--- Passage for review Enclosed Below ---

And then they did the autopsy and discovered that wasn't at all what happened. Everyone, two institutions full of great, nationally-renown doctors, misread the MRI. Her brain showed something altogether different in person than it did via imaging, and thus the avenue of research was chucked. Because what was discovered at autopsy was so rare and weird, a new avenue has yet to be found.

I am not angry at these doctors by any means (she would've died anyway, and the MRI error only set them back a week on research), and I don't think anyone "missed anything." Nor do I "doubt" medical imaging on the face of it. I'm not going to stare at a strange blob on the screen and scream "No!" in absolute denial. I'm going to continue getting mammograms, but likely now at 50, and every other year unless a problem arises in the meantime.

But I am now painfully aware of modern medicine's limitations.

I recently got out Bella's and Maddy's ultrasound photos, and I was rather taken aback. What I remembered at the time to be outstandingly clear impressions of actual babies! Right there! Are those my cheeks? now seem to me incredibly blurry, hazy, ill defined-borders of blobs in a sea of dark. I understand measuring these blobs from one direction to another is useful information, but I also now understand that blob measurements don't guarantee that what lies inside is peachy keen. Maddy's spleen only measured 25 weeks -- an important clue that no one knew until she was cut open. She was blind, a fact undetected until birth. Her nervous system was liquified, and everyone missed it even when she was alive. Her heart was enlarged to the size of a six month old's, but this went unknown until it happened to stop less than 48 hours after her birth and was only confirmed in the pathology report. She was a full-blown metabolic disaster, but these things can't be seen unless you have a sample under a microscope.

My blind trust that bad things show up when illuminated evaporated. I'll never bravely wield my flashlight in quite the same way again.

Last spring I knew, standing there with my breast being twisted and flattened into a pancake, that this particular picture may not pick up what will eventually kill me. And that the lump it may detect may turn out to be something else entirely once tested. And I know if I'm ever pregnant again, that while I will want to be cleared of any surprises save the big life/death one at the end, and all the doctors will be eager to pull out their high-tech probes and search and measure now knowing a bit of what they're looking for, that it's unlikely they'd discover any of Maddy's problems in another baby until late in the third-trimester if at all. Most likely, problems like Maddy's would go undetected until birth. By which time, I'd still undergo a tragedy just of a different nature.

I no longer think of imaging screening as particularly accurate and to some degree, even useful. I completely get what the panel is saying about mammograms. I wish there was a magic wand to wave over people that would notify you of unseen cancers, lethally malformed babies, and everything else that lies inside awaiting to erupt. But for now, I deal with what's there as do the doctors, understanding that the information played on the screen is not remotely magic, or a "medical miracle!" It's a limited view inside a very dark and still mysterious place.

Has your experience with babyloss changed your view about doctors, medicine, or medical technology and if so, how? How much did medical technology play a role in your child(ren)'s death? If you decide to get pregnant again, do you foresee making any changes either in attitude or practice toward your care and screening?

--- End of Enclosed Passage for review ---
--- Records shown Enclosed Below ---

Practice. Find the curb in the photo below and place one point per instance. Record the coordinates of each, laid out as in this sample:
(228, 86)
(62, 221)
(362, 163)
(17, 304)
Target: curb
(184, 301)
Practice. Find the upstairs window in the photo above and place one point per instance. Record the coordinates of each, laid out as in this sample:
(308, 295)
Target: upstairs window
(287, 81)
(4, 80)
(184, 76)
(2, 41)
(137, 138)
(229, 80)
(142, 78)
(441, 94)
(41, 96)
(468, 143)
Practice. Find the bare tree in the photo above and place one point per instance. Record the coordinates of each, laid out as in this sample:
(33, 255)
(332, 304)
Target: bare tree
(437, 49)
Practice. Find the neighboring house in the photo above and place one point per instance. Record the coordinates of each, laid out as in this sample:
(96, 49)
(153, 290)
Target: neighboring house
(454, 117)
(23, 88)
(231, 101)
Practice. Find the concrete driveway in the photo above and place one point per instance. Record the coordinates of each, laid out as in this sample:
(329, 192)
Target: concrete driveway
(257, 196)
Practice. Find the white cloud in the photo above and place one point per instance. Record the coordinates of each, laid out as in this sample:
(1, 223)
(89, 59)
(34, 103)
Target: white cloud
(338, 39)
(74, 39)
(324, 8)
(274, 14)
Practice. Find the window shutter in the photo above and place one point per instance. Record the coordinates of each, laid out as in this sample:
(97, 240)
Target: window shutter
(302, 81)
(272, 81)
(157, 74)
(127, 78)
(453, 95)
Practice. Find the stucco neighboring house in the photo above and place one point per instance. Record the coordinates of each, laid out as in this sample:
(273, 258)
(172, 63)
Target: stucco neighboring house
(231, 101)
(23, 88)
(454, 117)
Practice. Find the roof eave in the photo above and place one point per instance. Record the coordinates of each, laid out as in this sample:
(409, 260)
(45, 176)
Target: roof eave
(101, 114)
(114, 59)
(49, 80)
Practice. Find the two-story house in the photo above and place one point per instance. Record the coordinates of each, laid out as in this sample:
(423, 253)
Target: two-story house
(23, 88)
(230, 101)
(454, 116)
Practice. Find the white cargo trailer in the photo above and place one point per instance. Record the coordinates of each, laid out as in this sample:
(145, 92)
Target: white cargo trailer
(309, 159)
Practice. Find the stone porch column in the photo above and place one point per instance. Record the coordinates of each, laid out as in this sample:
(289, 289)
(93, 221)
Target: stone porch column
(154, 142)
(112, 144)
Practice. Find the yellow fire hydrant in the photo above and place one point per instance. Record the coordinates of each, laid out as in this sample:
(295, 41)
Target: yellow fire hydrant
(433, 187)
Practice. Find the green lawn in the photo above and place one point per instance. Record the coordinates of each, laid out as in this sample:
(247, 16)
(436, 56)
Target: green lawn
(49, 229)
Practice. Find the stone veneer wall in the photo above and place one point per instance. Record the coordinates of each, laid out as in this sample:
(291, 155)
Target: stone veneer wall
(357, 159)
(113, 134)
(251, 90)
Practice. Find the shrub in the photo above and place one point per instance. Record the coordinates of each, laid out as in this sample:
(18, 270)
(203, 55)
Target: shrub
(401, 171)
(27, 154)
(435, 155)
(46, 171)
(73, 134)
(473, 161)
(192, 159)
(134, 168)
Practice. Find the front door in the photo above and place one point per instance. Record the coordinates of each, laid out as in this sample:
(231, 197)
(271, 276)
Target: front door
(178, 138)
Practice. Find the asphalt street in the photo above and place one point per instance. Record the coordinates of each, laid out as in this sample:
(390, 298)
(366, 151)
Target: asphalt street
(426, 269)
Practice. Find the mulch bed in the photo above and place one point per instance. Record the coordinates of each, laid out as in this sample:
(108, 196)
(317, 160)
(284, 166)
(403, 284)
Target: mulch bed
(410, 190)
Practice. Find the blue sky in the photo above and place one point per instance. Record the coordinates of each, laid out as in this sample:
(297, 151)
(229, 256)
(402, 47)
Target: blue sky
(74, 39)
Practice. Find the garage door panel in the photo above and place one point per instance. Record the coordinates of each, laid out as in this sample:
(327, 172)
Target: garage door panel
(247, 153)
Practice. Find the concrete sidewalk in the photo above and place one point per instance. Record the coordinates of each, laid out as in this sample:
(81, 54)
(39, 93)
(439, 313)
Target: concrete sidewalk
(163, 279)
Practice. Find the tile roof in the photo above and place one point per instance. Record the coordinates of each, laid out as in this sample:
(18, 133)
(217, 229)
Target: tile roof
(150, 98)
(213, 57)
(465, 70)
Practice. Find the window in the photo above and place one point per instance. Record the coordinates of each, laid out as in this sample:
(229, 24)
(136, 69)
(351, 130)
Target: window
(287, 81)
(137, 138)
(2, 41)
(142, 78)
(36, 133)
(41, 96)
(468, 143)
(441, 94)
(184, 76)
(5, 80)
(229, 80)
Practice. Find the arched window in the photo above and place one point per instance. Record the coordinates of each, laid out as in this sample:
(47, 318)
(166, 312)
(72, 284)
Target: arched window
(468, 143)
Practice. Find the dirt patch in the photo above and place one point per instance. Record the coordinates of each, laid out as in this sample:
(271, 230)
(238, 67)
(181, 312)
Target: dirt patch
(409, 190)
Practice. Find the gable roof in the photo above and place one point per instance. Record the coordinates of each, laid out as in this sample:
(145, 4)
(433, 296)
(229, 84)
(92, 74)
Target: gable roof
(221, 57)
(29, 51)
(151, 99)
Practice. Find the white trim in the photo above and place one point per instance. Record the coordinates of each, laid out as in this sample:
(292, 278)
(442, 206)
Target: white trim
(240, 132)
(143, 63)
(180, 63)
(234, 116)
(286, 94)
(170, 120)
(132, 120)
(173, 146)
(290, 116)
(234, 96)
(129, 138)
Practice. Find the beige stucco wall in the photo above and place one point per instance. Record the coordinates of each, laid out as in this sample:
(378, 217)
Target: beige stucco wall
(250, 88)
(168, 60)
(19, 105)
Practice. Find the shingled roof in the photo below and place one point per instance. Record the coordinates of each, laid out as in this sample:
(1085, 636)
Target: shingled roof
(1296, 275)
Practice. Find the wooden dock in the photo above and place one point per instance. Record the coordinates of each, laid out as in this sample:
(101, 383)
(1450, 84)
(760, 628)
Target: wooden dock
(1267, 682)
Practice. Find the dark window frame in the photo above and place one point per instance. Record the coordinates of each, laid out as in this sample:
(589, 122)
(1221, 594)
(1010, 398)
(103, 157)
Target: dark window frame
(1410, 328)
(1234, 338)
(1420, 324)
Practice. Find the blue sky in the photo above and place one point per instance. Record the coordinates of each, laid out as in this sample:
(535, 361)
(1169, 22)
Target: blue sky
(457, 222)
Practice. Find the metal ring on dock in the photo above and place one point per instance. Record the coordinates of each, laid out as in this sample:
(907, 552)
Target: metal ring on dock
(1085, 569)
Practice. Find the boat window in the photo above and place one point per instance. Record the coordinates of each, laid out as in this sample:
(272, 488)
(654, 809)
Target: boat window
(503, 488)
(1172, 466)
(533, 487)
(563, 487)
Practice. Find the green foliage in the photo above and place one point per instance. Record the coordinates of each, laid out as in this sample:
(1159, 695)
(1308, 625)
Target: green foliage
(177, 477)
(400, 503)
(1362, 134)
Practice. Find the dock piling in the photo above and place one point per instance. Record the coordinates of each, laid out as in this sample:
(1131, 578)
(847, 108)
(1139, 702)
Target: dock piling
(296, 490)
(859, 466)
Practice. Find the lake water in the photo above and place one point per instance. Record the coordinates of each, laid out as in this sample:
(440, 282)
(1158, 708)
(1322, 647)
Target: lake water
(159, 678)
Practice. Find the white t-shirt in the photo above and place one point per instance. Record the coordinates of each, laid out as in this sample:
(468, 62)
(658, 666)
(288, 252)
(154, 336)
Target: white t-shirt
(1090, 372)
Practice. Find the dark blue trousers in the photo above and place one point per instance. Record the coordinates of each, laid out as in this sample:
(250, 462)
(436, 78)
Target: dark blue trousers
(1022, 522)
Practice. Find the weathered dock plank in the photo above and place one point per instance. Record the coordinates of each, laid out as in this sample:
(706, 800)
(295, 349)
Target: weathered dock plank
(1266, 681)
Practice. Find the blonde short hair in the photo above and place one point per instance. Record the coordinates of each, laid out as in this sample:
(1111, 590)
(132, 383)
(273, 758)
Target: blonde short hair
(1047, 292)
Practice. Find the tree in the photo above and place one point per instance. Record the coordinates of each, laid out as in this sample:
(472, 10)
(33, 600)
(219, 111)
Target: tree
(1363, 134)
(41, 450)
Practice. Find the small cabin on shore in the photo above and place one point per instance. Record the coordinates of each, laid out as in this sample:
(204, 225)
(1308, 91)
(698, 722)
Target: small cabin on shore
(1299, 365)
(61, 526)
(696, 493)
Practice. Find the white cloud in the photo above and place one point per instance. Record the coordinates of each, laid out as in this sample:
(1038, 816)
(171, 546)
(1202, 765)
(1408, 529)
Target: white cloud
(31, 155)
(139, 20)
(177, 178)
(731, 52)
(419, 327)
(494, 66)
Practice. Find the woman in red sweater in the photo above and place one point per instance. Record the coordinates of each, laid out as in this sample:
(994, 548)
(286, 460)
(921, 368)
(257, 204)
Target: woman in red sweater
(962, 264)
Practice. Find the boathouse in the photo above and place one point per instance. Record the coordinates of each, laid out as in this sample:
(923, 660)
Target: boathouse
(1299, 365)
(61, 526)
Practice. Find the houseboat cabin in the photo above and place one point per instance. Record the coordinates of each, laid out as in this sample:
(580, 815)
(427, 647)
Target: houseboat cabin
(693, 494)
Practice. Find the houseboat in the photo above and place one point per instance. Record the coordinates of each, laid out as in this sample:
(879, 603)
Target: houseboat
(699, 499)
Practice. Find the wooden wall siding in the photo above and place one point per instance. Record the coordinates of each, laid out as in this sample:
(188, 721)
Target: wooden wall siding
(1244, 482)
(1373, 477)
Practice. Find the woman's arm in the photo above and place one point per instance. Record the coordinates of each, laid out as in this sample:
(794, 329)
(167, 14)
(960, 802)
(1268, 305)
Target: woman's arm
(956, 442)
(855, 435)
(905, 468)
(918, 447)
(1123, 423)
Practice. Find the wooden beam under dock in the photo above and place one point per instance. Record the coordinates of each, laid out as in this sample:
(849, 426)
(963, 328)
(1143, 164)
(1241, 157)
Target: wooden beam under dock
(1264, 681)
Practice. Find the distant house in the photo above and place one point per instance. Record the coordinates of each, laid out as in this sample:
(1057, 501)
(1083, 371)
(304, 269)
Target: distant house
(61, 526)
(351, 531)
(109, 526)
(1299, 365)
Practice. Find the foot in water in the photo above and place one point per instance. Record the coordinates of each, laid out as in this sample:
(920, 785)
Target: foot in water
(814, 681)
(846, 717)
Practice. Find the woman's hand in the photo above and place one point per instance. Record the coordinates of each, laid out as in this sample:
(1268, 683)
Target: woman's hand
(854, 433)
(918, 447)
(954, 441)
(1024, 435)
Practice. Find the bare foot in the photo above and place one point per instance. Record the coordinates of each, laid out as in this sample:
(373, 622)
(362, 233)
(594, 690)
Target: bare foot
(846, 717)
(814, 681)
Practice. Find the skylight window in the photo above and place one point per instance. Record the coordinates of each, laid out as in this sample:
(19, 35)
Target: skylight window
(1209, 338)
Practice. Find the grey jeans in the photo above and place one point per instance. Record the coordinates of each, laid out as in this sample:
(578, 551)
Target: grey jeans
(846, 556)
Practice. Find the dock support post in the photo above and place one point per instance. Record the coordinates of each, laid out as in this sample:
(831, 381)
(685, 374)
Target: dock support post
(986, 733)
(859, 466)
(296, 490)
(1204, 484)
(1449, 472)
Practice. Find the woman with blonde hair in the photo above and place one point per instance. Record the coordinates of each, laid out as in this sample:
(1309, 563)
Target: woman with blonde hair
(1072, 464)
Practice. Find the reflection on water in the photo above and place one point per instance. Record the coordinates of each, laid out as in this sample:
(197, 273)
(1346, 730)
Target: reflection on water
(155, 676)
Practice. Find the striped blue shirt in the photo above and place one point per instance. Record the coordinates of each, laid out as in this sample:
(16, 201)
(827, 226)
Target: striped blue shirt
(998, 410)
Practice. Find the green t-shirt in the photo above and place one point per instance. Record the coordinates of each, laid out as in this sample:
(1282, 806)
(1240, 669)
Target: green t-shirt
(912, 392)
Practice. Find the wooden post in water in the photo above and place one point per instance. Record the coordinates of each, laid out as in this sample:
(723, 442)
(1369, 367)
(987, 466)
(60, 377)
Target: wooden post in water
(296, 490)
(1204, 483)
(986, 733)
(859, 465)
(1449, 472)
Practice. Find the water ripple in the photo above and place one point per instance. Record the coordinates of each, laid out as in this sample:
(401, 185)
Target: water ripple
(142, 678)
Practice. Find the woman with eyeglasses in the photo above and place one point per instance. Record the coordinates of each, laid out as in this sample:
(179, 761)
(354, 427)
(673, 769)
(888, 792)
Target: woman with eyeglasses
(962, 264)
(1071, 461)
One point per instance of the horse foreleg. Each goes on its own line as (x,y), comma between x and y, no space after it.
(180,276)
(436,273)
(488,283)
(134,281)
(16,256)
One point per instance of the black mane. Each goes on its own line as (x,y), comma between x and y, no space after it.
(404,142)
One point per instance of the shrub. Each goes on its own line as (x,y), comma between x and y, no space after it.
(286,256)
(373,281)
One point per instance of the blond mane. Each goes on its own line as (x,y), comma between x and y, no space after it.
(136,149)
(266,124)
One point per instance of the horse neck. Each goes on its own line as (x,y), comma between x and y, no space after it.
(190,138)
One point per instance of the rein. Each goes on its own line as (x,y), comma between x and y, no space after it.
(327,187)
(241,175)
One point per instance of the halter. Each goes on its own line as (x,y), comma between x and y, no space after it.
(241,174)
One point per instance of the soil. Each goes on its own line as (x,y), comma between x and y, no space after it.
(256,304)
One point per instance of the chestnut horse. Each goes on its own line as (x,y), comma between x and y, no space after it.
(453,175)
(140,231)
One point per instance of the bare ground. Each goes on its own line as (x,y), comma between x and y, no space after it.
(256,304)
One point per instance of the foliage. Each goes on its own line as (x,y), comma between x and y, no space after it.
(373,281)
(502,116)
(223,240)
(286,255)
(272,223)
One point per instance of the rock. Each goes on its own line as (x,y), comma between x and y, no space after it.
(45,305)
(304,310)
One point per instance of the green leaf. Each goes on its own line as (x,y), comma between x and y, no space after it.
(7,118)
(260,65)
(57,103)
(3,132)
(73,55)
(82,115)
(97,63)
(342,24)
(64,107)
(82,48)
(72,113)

--- End of Enclosed Records shown ---

• **Directions**
A - List every problem with Maddy's body that the essay on medical imaging describes.
B - In one to three sentences, explain why the writer of the essay on medical imaging is not angry at the doctors who misread the MRI.
C - Write down everything in the essay on medical imaging from "And then they" down to "in the meantime.".

• **Answers to this exercise**
A -
- Her spleen measured only 25 weeks.
- She was blind.
- Her nervous system was liquified.
- Her heart was enlarged to the size of a six-month-old's.
- She was a full-blown metabolic disaster.

B - The writer notes that the patient would have died anyway. The MRI error only set the doctors back a week on research.

C -
And then they did the autopsy and discovered that wasn't at all what happened. Everyone, two institutions full of great, nationally-renown doctors, misread the MRI. Her brain showed something altogether different in person than it did via imaging, and thus the avenue of research was chucked. Because what was discovered at autopsy was so rare and weird, a new avenue has yet to be found.

I am not angry at these doctors by any means (she would've died anyway, and the MRI error only set them back a week on research), and I don't think anyone "missed anything." Nor do I "doubt" medical imaging on the face of it. I'm not going to stare at a strange blob on the screen and scream "No!" in absolute denial. I'm going to continue getting mammograms, but likely now at 50, and every other year unless a problem arises in the meantime.